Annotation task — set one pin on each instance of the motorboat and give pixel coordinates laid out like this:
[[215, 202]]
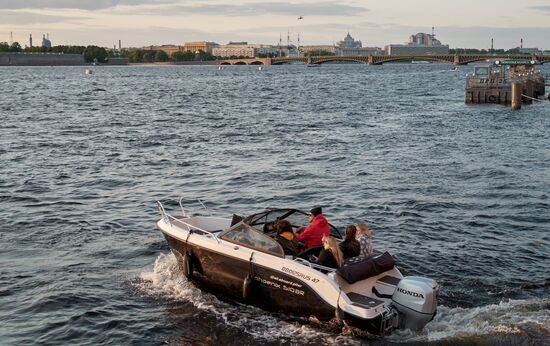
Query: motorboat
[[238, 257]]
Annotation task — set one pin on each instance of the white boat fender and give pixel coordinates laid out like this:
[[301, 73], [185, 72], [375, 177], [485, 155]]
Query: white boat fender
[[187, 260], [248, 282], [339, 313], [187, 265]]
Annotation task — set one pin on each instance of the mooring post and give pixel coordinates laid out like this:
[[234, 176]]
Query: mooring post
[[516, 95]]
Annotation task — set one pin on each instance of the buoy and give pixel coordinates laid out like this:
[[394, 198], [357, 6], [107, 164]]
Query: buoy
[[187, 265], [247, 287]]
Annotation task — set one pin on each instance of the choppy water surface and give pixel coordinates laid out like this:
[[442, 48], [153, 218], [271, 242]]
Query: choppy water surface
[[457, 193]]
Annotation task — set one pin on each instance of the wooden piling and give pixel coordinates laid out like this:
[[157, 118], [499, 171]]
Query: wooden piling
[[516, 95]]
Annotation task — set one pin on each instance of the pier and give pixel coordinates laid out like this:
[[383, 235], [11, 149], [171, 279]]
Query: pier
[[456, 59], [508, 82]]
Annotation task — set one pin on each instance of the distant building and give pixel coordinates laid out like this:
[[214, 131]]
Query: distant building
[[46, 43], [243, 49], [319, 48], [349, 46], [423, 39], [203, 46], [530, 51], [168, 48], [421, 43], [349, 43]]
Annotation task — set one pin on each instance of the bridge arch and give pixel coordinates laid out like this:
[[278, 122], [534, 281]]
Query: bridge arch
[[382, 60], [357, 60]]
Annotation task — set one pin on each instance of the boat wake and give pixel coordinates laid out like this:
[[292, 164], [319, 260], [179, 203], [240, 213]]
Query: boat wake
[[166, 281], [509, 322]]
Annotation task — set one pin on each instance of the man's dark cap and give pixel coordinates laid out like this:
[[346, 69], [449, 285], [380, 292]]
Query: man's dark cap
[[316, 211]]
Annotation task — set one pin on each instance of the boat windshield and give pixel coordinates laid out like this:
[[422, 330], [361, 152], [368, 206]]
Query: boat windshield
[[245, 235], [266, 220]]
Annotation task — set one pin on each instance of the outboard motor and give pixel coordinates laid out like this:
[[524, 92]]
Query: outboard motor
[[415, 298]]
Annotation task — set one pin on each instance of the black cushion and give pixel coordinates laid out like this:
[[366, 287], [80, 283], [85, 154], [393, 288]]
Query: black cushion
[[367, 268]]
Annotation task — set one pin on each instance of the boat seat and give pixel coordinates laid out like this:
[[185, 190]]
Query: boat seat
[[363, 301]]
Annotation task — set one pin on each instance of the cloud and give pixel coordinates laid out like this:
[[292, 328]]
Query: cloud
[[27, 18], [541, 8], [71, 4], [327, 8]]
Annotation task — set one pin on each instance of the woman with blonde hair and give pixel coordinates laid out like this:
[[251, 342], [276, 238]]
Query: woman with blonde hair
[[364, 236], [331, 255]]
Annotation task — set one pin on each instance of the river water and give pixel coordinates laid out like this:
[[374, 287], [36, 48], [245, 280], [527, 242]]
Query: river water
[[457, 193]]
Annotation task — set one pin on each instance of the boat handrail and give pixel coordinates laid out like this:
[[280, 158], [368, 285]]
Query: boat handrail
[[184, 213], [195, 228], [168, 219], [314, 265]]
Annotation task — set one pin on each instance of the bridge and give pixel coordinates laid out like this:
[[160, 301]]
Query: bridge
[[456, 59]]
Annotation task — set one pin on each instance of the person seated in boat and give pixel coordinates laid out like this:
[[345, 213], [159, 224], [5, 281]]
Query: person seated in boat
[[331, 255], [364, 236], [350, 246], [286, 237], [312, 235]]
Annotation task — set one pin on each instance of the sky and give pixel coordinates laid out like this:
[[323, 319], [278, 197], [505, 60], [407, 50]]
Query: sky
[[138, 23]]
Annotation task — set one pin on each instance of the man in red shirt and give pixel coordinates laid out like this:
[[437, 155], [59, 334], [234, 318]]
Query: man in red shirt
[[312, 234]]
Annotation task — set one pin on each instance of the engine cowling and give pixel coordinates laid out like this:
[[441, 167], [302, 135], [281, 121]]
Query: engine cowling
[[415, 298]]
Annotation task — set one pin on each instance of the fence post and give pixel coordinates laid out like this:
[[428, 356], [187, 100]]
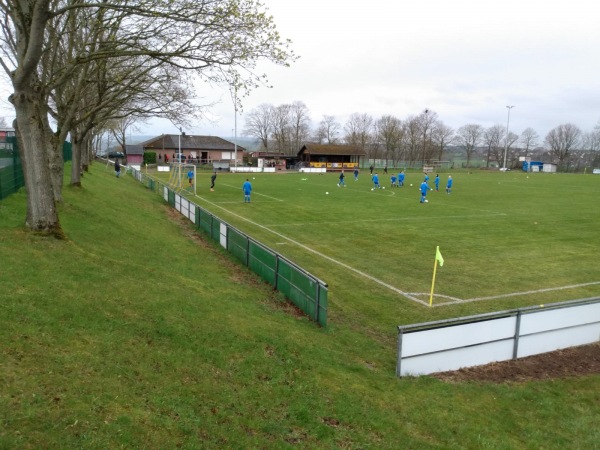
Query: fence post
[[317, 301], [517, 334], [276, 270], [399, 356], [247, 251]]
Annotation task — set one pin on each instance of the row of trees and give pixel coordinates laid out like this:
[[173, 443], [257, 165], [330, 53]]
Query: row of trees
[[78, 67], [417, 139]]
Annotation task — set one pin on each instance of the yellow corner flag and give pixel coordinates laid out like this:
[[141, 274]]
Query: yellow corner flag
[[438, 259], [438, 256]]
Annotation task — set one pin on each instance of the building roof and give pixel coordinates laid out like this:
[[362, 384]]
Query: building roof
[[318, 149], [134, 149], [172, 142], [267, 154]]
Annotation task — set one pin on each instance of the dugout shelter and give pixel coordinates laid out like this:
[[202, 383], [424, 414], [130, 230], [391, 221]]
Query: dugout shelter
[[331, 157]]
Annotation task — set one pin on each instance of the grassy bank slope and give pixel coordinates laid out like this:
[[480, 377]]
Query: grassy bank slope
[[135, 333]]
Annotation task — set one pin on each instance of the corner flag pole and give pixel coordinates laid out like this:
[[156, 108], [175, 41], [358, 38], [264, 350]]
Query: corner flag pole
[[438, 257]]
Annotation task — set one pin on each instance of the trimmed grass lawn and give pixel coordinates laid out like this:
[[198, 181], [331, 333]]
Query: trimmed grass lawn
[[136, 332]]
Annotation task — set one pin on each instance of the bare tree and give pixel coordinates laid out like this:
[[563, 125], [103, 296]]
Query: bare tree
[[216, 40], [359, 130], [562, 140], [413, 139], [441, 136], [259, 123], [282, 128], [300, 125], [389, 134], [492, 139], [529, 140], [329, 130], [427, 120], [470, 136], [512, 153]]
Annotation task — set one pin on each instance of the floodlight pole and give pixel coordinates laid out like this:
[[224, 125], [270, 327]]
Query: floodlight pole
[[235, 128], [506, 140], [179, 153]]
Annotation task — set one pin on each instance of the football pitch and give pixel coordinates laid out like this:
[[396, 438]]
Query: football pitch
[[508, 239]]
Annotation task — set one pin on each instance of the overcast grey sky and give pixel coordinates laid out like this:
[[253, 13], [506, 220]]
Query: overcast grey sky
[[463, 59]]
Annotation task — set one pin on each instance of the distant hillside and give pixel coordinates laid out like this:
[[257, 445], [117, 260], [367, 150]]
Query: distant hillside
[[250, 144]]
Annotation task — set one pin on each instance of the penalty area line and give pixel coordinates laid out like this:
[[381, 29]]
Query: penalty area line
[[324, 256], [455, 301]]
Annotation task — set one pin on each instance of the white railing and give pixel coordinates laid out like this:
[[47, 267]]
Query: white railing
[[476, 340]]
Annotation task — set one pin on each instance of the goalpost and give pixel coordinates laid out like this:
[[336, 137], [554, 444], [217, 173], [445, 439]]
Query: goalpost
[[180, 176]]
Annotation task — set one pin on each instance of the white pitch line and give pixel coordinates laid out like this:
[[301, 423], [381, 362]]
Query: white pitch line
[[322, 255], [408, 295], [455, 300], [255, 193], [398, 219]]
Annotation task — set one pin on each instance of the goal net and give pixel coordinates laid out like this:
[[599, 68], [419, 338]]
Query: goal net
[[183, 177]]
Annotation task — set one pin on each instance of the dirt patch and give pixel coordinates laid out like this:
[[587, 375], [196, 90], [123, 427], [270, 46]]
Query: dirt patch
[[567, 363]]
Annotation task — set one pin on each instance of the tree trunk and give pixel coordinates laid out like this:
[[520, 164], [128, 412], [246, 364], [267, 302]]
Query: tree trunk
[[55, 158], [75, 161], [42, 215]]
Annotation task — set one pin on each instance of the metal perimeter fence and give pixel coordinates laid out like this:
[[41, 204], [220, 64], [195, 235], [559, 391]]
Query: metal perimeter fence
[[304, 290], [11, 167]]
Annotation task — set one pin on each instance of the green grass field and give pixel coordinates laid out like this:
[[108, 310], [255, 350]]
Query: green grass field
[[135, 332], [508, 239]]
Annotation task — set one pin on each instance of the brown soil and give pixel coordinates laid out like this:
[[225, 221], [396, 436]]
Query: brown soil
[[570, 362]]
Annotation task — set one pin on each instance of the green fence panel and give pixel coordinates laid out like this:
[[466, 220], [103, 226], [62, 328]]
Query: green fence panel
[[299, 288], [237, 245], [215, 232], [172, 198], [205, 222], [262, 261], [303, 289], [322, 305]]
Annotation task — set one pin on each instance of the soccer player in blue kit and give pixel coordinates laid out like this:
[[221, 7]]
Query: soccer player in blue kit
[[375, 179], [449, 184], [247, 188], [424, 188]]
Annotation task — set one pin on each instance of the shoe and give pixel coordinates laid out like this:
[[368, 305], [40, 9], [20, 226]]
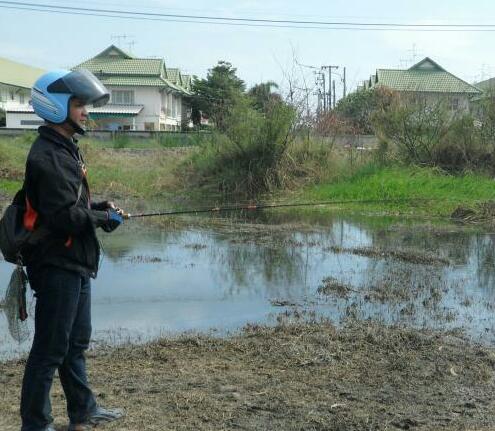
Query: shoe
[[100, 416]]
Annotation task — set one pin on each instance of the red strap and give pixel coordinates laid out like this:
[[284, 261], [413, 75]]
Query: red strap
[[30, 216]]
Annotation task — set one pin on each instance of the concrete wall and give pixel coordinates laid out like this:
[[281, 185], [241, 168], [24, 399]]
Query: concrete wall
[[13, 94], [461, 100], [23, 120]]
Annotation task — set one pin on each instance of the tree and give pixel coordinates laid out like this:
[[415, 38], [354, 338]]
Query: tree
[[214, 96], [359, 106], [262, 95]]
________
Repeat verbatim everything from the line containing "the tree and" down to the end of the material above.

Annotation task — set one pin on each instance of the tree and give pixel coordinates laid out like this:
[[415, 38], [354, 338]]
Query: tree
[[214, 96], [359, 106], [262, 95]]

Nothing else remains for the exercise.